» **Supplied text**
--- Begin ---
# Mapmaking Discussion & Philosophy (WIP/Critique) > Dungeon/Subterranean Mapping >  cavern generator

## drow

i thought i'd post a first look at what i'm currently working on,
adding caverns to my random dungeon generator.

i'm using the cellular automata algorithm from roguebasin for the rough layout,
and making repeated passes at increasingly finer resolution to achieve the final cavern.

the next step is improving performance.  13 seconds for a small dungeon at screen
resolution is a bit much, and generating a print resolution map is crazy.
after that, parsing the rough layout for rooms.

----------


## Marken4

Looks like a seahorse on the second pic... ^^ I think it looks nice, whats the white border around the edges tho? Sometimes the boxpattern(?) disseapears..

----------


## drow

> whats the white border around the edges tho? Sometimes the boxpattern(?) disseapears..


that's just the difference between the rough layout and the final cavern outline.
at some point, i'll have to update the imaging code.

----------


## Redrobes

Looks good. I could wait 13 seconds for it tho - thats no biggie. I think quality is more important than a few seconds wait.

----------


## RobA

And another great input to my smp script! (scaled up 3 times)



-Rob A>

----------


## drow

found a way to improve performance, and i've updated or created all the style routines.
(although the style routines pretty well wipe out my performance gains)

----------


## drow

my algorithm for identifying chambers within the caverns mostly works,
though it's pretty complicated and could probably be improved.

the second map is a desert caverns scaled for print.
about 3.5 minutes to generate, the majority of which is creating and dealing with image masks.

----------


## drow

i'm down to about 4 seconds for a standard medium size cavern map,
10 seconds with style, and 2 minutes with style at print scale.

i think i'm done with optimization, unless anyone knows some deep magic
for dealing with cellular automata across 9 million cell arrays.

----------


## drow

my brain won't stop working on this.
now down to 2 seconds, 5 seconds, and 1 minute.

a colossal cavern only takes 15 seconds, 26 seconds with style.
at print resolution should take about 8 minutes, but the process
consumes all the memory on my machine and grinds to a halt.   :Smile:

----------


## mathuwm

I dont know what you are talking about but I like the results ; )

----------


## drow

http://donjon.bin.sh/dungeon/?dungeon_layout=Cavernous

----------


## Talroth

Have you mapped out your memory usage in your algorithm? What exactly are you doing with your system memory? Do you have anyway to cut a map into chunks for fine detail processing and then automatically stitch it back together after the fact?

----------


## drow

> Have you mapped out your memory usage in your algorithm?
> What exactly are you doing with your system memory?


that's been this morning's work, aside from a quick trip to ikea.   :Smile: 

the generator is written in perl, so i'm at perl's mercy regarding memory allocation and usage.
and perl is rather notorious for sacrificing ridiculous piles of memory for performance.

i've converted the cell map from an array of arrays of integers (lazy)
to an array of strings, using vec() to manipulate it.

$map->[$r][$c]   # uses a lot of memory
vec($map->[$r],$c,1)   # a lot less memory, and isn't any slower
much better!  a colossal cavern, standard style and print scale, now takes 3.5 minutes to generate,
and the process consumes just over 500 MB of memory, instead of the 3+ GB it was sucking down before.
--- End ---
» **Material**
--- Begin ---
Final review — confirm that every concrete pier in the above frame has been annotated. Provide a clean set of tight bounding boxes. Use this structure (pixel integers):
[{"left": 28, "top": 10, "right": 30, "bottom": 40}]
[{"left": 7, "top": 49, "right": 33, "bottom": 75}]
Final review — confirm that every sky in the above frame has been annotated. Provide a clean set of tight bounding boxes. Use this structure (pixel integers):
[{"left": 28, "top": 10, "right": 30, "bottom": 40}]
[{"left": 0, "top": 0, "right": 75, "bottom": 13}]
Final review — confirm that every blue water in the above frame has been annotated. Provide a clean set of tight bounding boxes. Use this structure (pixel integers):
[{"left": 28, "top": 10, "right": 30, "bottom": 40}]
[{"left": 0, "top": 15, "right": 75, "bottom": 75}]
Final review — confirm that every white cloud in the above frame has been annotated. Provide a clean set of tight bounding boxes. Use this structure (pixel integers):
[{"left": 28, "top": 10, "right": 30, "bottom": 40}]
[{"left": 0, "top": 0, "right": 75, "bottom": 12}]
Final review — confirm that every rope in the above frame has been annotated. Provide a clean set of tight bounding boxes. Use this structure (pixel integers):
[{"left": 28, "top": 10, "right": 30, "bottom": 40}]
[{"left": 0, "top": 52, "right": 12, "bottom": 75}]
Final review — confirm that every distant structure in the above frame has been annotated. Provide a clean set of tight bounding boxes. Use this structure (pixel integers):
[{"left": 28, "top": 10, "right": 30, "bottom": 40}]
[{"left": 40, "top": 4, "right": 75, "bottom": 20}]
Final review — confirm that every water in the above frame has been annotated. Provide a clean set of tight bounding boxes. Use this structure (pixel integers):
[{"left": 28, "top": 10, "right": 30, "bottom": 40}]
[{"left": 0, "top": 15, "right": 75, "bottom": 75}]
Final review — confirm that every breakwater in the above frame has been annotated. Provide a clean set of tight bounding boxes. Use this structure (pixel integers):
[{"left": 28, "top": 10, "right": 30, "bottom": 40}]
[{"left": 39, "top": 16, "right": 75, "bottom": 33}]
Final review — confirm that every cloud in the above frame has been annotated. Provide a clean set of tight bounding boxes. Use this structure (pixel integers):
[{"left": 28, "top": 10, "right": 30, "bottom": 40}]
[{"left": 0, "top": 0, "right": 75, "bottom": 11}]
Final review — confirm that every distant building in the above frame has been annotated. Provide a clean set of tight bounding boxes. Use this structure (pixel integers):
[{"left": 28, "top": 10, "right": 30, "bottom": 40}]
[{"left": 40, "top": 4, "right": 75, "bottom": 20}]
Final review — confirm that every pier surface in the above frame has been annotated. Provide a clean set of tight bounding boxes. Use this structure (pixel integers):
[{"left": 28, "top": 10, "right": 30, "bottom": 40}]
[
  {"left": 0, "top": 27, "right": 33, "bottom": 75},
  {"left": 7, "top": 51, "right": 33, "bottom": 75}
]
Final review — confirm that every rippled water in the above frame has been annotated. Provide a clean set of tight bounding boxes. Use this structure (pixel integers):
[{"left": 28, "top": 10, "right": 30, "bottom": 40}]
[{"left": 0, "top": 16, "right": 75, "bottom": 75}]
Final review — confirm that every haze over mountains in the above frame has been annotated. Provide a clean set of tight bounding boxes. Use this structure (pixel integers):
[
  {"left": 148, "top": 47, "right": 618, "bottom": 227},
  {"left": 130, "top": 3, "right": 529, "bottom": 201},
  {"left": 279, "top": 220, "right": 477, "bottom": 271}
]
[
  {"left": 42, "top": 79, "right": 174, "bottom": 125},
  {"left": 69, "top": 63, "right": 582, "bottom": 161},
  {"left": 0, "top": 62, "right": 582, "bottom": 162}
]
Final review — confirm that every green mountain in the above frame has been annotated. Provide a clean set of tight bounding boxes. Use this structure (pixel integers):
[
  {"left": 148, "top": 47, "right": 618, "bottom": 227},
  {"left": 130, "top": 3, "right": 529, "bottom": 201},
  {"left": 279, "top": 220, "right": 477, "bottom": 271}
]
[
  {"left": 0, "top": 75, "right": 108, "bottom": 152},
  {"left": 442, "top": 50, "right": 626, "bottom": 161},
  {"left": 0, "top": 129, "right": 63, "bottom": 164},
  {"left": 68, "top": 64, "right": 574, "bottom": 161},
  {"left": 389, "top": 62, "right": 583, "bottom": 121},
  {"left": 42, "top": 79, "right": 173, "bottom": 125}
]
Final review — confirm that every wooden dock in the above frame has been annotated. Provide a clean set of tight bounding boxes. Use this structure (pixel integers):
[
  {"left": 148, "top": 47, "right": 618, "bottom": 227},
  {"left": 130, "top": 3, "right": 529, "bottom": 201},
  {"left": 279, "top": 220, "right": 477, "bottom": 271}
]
--- End ---
» **Problems and tasks**
- A) List each username that posts in the cavern generator thread, counting each name once.
- B) Carry the cavern generator thread forward from its final post.

» **Outputs for the tasks**
- A) drow, Marken4, Redrobes, RobA, mathuwm, Talroth

- B)
the parchment style is the most computationally expensive, and pushes that to 7.5 minutes.
the resulting image is an 8051 x 8051 pixel jpeg, 13 MB in size.

----------


## Sharpe

Man, you're awesome! Very talented.

I've noticed that there are no entrances to your caverns, though. Will you make it so that there's a cave opening running off the map?

----------


## Big Mac

> Man, you're awesome! Very talented.
> 
> I've noticed that there are no entrances to your caverns, though. Will you make it so that there's a cave opening running off the map?


I was about to say both of those things too. The maps do look great.

If this is going to be automated, could you perhaps give the user a choice to the number of entrances (when you eventually get to that stage)?

One entrance would give people a cave, but two (or a few) would give them the option to pass through the cave system to get somewhere else. That might be useful.

----------


## Sharpe

Man, Drow, you really rock.

Ever think about a random forest generator?

----------


## Jaxilon

wow, I just saw all the stuff you have on there. What a great resource. I can see using it to help build stuff for my RPG group when I'm in a hurry and so on. Thanks for all your hard work on this stuff.

----------


## industrygothica

Indeed, great resource.  Thanks a bunch!

----------


## MadCatUSA

Awesome! Love it! I'll be using this a lot!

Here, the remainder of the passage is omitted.